-- SOURCE TEXT follows --
Culatello di Zibello is a cured meat with a protected designation of origin (PDO) in the EU and UK typical of the province of Parma. Listed among the Slow Food Presidia of Emilia-Romagna, culatello, mentioned for the first time in a document dating back to 1735, is produced from the leg of a pork, which is then stuffed into the pig's bladder.

==Production==
The Consortium of Culatello di Zibello has established that the processing of culatello di Zibello can take place only in a limited, specified area and only from October through February, when la bassa is enveloped in cold fog. It is then that the part of meat obtained from the thigh of adult pigs, bred according to traditional methods, is skinned, degreased, boned, separated from the fiocchetto and trimmed by hand, so as to give it its characteristic "pear" shape. The culatello and fiocchetto trimmings are then used in the preparation of strolghino.
-- SOURCE TEXT concluded --
-- EXTRACTED RECORDS follows --
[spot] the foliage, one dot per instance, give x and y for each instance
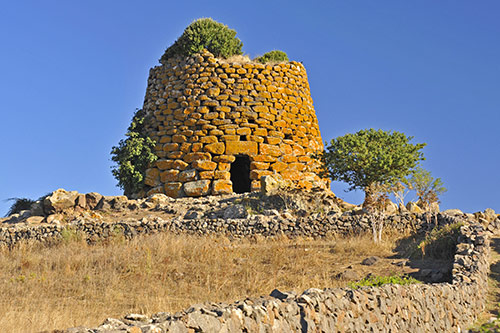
(133, 156)
(273, 56)
(370, 156)
(205, 33)
(19, 205)
(441, 242)
(426, 187)
(377, 281)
-- EXTRACTED RECORDS concluded --
• [WHAT THE TASK ASKS]: Reproduce word for word the part of the text about culatello di Zibello between "Culatello di Zibello is" and "the pig's bladder.", inclusive. Rely only on the text about culatello di Zibello.

• [TASK ANSWER]:
Culatello di Zibello is a cured meat with a protected designation of origin (PDO) in the EU and UK typical of the province of Parma. Listed among the Slow Food Presidia of Emilia-Romagna, culatello, mentioned for the first time in a document dating back to 1735, is produced from the leg of a pork, which is then stuffed into the pig's bladder.